Input for this task:
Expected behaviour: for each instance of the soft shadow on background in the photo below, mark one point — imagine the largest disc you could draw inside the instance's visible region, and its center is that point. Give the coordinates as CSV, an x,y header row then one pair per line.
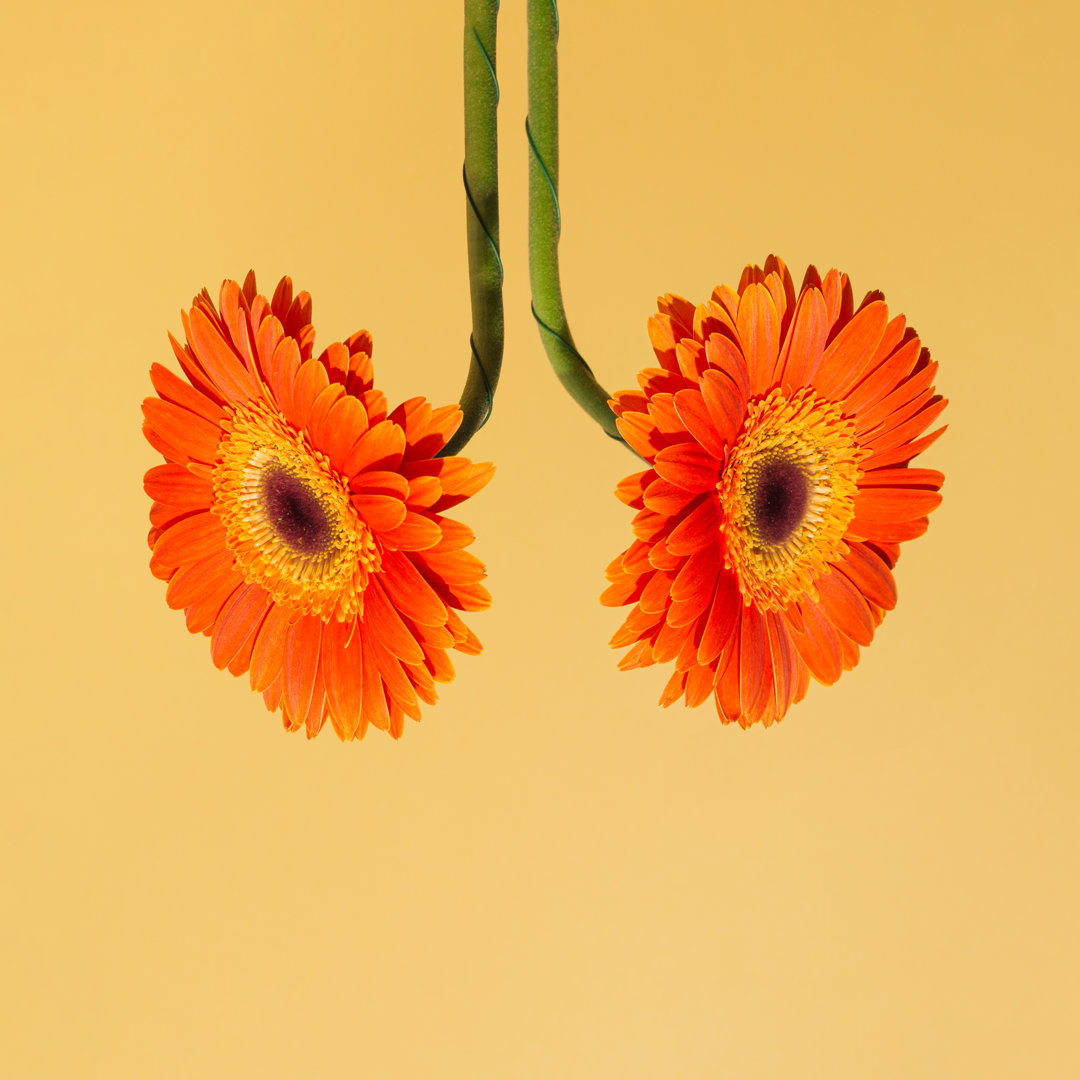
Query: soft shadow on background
x,y
549,876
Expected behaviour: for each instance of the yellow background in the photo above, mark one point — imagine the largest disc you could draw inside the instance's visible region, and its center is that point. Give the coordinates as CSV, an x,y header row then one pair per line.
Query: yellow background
x,y
550,876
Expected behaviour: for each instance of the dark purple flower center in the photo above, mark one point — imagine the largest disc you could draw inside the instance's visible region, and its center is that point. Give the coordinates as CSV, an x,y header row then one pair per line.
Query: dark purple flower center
x,y
781,495
295,513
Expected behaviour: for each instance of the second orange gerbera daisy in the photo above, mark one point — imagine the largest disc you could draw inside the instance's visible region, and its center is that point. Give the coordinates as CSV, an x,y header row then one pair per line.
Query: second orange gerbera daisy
x,y
300,525
779,433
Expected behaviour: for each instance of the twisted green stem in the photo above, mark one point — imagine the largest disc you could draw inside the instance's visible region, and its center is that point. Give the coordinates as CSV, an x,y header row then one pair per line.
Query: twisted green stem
x,y
541,129
481,176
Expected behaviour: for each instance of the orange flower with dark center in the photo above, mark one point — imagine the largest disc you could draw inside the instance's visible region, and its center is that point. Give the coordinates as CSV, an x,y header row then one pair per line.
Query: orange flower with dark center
x,y
779,432
299,525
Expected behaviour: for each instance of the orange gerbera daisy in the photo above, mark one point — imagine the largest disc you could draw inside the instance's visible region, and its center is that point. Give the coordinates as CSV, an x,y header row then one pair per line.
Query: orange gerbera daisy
x,y
779,433
299,525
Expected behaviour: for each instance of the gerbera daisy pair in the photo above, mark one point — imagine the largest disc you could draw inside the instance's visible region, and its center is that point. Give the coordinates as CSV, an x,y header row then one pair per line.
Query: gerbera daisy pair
x,y
301,526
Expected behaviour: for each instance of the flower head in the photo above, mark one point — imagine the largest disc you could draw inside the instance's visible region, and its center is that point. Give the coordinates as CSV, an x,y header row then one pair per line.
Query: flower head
x,y
779,433
299,525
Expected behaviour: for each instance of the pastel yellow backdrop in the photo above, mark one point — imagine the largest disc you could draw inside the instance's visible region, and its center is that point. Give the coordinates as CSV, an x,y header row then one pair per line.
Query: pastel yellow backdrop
x,y
549,876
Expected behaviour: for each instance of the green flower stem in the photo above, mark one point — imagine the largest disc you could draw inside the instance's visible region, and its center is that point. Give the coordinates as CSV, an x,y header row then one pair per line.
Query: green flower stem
x,y
482,210
545,220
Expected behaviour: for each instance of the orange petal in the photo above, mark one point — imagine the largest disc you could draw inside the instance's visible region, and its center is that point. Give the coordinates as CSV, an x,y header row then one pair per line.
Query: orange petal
x,y
726,404
189,539
218,360
692,412
387,626
176,486
892,504
302,645
805,345
379,448
196,436
849,353
758,325
343,660
268,655
689,467
181,393
697,530
235,624
408,591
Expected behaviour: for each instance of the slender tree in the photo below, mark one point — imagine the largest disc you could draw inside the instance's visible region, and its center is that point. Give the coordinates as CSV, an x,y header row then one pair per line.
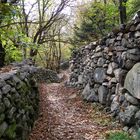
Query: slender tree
x,y
122,9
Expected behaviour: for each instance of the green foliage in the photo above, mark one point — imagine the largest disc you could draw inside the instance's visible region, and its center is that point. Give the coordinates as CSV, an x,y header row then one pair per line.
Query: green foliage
x,y
96,21
119,136
132,7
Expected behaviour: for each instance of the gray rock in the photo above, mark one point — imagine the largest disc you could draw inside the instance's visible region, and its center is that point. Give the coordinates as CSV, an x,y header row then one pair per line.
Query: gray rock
x,y
138,27
3,128
99,75
137,115
102,93
137,34
128,116
132,81
6,89
2,107
110,69
80,79
88,94
2,83
101,62
16,79
129,64
133,54
117,74
98,49
131,99
115,107
121,98
6,102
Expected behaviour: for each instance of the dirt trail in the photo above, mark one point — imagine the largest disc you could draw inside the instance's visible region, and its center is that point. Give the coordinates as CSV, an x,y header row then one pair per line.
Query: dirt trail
x,y
64,116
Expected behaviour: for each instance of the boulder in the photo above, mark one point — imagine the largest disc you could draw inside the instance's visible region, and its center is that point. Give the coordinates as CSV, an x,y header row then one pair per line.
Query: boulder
x,y
99,75
131,99
132,81
128,116
89,94
102,93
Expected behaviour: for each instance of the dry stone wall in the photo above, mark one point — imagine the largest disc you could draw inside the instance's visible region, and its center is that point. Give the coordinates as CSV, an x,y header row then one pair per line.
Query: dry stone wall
x,y
18,102
100,69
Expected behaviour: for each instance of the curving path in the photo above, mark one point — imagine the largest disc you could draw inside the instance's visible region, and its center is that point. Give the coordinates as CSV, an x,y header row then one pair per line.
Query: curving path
x,y
64,116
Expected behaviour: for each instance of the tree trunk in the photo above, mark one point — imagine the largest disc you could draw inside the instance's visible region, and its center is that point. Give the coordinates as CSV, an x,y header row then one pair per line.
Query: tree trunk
x,y
122,8
2,55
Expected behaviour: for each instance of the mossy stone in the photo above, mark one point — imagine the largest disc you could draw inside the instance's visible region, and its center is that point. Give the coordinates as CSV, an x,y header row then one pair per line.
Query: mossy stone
x,y
2,117
11,132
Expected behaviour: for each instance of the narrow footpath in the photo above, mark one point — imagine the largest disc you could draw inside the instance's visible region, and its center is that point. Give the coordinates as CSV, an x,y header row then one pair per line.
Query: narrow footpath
x,y
64,116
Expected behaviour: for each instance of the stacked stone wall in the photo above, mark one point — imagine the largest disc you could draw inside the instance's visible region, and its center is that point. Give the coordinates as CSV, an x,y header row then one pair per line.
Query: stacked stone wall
x,y
19,100
100,69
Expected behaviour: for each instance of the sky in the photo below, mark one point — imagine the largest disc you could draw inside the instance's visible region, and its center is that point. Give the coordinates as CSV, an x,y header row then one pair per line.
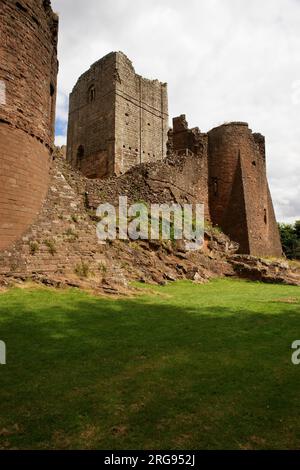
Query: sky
x,y
223,60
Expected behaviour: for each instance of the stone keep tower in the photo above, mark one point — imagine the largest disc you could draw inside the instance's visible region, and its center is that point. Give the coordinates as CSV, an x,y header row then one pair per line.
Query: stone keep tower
x,y
239,197
117,119
28,71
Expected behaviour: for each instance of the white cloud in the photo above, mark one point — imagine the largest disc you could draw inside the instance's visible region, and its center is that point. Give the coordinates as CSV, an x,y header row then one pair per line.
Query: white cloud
x,y
223,60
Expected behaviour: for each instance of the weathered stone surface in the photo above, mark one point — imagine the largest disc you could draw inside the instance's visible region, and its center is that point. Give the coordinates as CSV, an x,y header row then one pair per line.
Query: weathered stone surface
x,y
259,269
28,70
61,248
117,119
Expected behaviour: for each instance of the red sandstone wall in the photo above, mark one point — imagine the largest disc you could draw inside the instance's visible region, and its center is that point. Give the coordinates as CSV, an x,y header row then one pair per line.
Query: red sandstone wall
x,y
239,196
28,68
92,120
123,122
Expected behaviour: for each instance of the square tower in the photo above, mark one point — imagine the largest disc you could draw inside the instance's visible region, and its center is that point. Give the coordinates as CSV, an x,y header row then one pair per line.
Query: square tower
x,y
117,119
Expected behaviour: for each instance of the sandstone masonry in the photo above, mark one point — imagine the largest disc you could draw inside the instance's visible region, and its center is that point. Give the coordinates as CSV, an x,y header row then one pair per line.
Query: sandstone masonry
x,y
117,119
28,71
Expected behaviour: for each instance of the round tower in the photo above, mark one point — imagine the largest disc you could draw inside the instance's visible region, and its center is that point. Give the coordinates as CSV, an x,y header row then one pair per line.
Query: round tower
x,y
240,201
28,73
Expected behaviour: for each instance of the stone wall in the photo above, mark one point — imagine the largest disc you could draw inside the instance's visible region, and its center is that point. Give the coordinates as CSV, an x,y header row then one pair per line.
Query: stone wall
x,y
239,196
117,119
28,71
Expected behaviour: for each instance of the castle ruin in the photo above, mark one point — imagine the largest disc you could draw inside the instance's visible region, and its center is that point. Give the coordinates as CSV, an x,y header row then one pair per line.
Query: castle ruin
x,y
28,71
117,119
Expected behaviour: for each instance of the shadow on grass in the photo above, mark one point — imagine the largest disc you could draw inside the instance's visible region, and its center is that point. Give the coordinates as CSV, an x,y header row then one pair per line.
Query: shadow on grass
x,y
139,373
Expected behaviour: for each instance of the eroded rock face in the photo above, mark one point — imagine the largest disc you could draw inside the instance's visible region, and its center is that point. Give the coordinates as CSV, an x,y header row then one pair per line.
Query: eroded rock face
x,y
61,248
258,269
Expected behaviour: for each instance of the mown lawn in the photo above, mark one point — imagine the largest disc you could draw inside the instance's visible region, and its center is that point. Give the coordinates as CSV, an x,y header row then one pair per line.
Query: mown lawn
x,y
183,367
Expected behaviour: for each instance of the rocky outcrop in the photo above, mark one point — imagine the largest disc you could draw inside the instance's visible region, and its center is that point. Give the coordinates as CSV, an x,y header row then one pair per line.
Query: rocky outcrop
x,y
61,248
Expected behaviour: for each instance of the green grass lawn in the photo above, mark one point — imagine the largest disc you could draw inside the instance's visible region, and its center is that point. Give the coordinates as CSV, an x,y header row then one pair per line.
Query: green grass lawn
x,y
180,367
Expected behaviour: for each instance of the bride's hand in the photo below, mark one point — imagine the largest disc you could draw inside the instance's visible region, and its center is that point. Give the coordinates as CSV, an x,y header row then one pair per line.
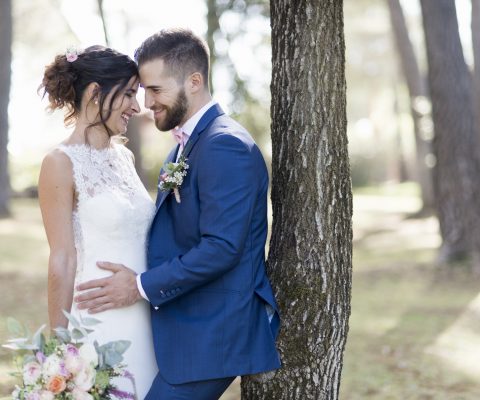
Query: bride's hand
x,y
116,291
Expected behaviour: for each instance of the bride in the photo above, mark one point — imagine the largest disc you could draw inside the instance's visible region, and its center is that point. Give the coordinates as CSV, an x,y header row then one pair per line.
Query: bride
x,y
93,205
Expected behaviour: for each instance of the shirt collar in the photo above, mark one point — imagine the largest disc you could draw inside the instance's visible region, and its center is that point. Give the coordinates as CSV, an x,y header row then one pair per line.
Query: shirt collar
x,y
192,122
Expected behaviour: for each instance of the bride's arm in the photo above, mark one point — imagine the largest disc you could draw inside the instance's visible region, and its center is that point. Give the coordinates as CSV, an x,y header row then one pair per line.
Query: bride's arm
x,y
56,197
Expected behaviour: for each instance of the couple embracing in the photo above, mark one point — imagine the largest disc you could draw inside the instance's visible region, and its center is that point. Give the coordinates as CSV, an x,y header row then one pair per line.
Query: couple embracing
x,y
184,278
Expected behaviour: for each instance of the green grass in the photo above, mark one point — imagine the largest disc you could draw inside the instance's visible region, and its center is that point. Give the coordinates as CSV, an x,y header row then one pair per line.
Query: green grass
x,y
414,329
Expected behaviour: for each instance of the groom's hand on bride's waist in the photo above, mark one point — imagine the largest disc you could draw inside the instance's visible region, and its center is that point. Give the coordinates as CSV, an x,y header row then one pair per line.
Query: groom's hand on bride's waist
x,y
118,290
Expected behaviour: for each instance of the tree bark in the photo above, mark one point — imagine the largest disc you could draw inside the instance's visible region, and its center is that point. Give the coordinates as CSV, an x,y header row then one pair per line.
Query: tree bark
x,y
134,143
104,23
5,75
476,57
417,89
456,144
309,261
213,25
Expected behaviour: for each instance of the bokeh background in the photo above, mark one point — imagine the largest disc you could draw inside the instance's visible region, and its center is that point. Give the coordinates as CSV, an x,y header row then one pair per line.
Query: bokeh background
x,y
414,328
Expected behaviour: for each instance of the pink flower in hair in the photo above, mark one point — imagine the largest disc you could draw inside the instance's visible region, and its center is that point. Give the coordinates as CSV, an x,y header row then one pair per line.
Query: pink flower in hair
x,y
71,54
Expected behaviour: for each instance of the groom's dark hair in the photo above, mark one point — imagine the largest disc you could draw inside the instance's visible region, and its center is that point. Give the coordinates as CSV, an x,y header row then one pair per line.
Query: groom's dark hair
x,y
182,51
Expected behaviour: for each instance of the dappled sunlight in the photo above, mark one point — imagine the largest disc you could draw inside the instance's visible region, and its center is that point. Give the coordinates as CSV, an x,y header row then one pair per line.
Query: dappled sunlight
x,y
458,346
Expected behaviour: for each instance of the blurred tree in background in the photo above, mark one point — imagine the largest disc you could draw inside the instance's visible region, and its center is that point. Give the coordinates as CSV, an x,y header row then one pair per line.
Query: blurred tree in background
x,y
6,22
418,94
309,261
456,142
250,109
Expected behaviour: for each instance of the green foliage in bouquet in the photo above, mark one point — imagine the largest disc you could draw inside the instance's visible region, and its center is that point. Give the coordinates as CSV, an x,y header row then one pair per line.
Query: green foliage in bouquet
x,y
66,366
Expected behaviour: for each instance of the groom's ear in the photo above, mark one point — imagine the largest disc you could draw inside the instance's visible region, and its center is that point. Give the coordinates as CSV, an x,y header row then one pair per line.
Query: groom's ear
x,y
195,82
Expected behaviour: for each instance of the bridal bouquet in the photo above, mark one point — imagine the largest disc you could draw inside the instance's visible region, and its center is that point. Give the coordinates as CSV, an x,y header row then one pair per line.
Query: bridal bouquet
x,y
66,366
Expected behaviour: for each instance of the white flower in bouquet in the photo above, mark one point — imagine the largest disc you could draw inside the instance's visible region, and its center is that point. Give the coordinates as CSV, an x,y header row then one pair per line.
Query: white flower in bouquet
x,y
16,393
85,379
89,354
78,394
56,384
32,396
46,395
32,371
52,366
73,364
65,366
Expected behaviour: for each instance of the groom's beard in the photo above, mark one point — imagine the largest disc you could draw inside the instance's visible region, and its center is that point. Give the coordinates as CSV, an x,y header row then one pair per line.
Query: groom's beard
x,y
174,115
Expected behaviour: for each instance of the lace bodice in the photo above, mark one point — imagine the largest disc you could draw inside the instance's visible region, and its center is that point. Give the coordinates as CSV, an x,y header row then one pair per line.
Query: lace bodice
x,y
111,218
113,209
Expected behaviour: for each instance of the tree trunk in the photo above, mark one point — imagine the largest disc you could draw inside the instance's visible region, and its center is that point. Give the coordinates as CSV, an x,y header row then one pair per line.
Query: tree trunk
x,y
417,90
310,254
5,74
456,144
135,145
476,57
104,23
213,25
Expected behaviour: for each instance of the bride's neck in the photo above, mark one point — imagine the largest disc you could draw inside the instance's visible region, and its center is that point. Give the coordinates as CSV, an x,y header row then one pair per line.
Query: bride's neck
x,y
96,136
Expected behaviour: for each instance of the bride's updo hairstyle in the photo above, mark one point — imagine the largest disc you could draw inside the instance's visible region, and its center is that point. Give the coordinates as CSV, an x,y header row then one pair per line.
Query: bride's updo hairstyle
x,y
67,77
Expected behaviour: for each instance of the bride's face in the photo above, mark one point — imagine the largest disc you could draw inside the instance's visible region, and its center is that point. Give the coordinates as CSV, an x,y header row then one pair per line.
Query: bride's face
x,y
124,106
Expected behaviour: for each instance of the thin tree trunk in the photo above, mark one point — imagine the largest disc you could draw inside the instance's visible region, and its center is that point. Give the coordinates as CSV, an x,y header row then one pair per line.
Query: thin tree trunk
x,y
476,57
213,25
135,145
310,254
417,89
104,24
5,75
456,144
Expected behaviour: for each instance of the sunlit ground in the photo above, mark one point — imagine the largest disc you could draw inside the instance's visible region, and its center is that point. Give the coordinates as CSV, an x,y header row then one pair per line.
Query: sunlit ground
x,y
414,329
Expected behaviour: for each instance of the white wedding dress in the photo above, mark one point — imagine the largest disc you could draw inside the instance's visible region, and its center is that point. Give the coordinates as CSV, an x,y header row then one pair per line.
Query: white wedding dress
x,y
111,221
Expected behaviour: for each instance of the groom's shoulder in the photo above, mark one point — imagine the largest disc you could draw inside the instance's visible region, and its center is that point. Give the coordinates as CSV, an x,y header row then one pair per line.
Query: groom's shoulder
x,y
226,128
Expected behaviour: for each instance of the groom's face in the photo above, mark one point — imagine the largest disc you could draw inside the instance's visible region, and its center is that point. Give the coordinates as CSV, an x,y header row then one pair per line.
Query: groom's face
x,y
164,95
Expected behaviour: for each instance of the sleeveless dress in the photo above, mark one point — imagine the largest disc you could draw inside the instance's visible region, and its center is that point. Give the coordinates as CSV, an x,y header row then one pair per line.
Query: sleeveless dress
x,y
110,222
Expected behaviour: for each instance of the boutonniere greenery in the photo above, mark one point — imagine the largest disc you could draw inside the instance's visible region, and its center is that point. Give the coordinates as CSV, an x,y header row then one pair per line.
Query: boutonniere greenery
x,y
172,177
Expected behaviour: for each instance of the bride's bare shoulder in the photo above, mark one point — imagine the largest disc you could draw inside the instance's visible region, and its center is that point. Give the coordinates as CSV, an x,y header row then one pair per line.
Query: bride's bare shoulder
x,y
56,168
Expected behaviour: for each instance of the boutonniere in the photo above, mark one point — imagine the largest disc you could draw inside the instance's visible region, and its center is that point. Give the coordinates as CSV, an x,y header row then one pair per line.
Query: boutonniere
x,y
172,177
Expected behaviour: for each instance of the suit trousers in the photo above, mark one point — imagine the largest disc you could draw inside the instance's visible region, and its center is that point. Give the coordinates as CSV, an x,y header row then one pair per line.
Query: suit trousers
x,y
201,390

Task brief: Using the material above, reproduce exactly the line that contains "Expected behaviour: for each instance of the groom's face" and all lines after it through the last one, and only those.

Full output:
Expected behaviour: for each instance of the groom's face in the photo above, mark one point — imagine the largest disc you could draw inside the instance's visible region, and its center is that point. Give the coordinates as CSV, an x,y header row then one pair per line.
Query: groom's face
x,y
164,95
Expected behaviour: for each instance of the sleeveless dress in the photo above, mark one point — imagine the largest disc you could draw inside the instance's visible region, and its center is that point. Give the coordinates as CSV, an x,y header row then one pair per line.
Query: sleeveless dress
x,y
110,222
Expected behaviour: for each instance of the boutonniere greenery in the photo above, mark one point — imagine the largest disc you could draw inside the instance's visible region, and its center is that point. Give the coordinates as CSV, an x,y header row then one pair per line.
Query: boutonniere greenery
x,y
172,177
Expected behaviour: for each instance of the bride's bare shoulder in the photo above, mark one point — imagine the largest disc you could draw inside the instance's visible region, and its center is that point. Give the coordinates as CSV, an x,y header row then one pair per line.
Query: bride's bare shoulder
x,y
56,168
Expected behaviour: for each instance of the boutonniere in the photo above, mark one point — imagine the largest disc you could draw inside the instance's visible region, and its center is that point. Give the coordinates as CSV, an x,y header row then one pair per line.
Query: boutonniere
x,y
172,177
Expected behaviour: for each instance of the suit trousers in the photo above, mark one point — imagine the largest disc you could draw inside the instance's visible region, and its center is that point. Give the coordinates as CSV, an x,y header row then one pair per line.
Query: suit trousers
x,y
201,390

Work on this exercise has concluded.